Data records
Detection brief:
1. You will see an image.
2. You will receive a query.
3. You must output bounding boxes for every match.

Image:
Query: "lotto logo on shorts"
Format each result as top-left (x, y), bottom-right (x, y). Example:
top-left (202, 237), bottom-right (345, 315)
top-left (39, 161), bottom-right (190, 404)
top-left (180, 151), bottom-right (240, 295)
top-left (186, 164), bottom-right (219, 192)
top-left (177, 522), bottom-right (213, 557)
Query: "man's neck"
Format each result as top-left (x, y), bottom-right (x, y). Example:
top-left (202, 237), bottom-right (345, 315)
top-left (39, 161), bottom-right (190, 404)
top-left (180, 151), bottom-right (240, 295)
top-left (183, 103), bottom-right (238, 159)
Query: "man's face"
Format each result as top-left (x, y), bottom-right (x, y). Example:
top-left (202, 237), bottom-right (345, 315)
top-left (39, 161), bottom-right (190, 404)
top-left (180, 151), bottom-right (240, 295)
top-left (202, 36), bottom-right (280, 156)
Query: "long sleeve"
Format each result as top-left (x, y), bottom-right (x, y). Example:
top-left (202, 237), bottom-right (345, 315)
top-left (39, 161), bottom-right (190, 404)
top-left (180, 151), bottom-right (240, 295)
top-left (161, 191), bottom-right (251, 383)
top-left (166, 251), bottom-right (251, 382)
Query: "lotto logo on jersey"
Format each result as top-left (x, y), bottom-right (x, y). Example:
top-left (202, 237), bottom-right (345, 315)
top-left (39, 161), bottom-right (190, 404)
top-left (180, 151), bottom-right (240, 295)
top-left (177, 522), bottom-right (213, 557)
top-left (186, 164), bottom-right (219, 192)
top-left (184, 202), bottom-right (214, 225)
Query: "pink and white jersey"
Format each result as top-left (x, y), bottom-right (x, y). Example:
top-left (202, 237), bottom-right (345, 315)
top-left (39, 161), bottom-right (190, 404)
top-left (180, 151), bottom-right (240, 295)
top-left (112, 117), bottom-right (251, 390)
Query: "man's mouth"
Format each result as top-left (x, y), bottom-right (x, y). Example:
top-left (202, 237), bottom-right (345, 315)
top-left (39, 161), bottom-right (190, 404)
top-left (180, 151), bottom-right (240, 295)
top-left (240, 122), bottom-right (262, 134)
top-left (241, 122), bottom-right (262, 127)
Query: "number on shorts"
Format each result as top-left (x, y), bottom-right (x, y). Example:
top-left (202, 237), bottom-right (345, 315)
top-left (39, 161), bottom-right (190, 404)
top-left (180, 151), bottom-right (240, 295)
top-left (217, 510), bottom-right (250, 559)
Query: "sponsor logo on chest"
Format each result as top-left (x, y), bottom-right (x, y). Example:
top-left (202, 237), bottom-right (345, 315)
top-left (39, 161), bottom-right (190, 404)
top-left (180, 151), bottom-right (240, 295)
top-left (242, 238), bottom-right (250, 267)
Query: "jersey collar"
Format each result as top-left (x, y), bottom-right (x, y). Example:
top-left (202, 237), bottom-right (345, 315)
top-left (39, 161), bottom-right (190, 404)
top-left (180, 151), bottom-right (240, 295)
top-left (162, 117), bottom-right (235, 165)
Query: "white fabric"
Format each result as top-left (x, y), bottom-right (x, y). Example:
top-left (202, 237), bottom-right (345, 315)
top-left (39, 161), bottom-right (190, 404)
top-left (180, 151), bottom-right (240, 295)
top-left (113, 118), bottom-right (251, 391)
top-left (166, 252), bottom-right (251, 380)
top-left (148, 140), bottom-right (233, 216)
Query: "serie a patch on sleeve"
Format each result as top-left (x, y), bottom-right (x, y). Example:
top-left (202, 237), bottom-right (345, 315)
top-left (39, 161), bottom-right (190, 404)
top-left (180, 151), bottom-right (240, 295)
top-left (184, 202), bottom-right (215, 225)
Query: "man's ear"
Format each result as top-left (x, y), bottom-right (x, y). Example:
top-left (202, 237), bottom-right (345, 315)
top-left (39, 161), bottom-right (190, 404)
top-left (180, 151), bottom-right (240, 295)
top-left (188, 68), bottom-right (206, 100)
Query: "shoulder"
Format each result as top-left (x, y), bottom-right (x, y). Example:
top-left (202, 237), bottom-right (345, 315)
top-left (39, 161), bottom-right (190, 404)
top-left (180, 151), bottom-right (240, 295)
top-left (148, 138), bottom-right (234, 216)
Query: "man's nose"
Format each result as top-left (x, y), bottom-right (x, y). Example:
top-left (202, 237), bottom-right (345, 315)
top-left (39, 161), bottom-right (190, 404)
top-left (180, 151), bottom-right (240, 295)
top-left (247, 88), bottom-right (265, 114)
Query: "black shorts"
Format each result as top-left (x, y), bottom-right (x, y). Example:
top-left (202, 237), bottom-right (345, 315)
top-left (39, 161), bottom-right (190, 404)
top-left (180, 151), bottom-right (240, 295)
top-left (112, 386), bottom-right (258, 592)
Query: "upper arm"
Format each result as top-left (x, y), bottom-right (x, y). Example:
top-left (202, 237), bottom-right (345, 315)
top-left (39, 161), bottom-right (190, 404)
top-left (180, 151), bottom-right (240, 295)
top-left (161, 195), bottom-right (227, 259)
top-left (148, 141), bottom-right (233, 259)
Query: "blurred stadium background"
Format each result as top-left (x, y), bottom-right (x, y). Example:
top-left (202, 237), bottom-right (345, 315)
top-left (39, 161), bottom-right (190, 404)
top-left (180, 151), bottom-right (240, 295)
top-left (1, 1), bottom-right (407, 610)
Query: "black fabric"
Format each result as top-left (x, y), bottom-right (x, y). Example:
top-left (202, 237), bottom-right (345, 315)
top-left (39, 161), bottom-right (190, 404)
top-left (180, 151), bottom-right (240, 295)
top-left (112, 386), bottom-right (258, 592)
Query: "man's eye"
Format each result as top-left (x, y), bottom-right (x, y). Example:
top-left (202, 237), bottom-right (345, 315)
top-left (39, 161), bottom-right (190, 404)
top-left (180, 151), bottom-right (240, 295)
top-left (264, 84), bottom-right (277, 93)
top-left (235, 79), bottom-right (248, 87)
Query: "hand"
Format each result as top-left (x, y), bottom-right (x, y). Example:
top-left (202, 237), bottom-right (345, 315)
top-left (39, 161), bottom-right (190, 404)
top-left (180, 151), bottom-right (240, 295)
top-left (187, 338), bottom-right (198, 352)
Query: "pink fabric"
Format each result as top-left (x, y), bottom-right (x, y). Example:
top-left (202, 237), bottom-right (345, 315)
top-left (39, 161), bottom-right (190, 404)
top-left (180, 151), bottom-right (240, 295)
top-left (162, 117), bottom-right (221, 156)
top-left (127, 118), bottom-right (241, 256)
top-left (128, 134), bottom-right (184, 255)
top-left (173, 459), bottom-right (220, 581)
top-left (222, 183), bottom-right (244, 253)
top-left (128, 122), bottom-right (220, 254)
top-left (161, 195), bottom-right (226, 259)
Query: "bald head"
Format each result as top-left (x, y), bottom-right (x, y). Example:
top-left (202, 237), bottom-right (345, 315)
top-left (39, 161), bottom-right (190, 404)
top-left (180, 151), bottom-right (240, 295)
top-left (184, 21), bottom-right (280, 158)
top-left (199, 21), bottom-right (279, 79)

--- DIRECTIONS ---
Wherever the word "sleeve" appears in the entries above, copy that line.

--- EXERCISE SOLUTION ---
Query: "long sleeve"
Query: "serie a patch on sleeve"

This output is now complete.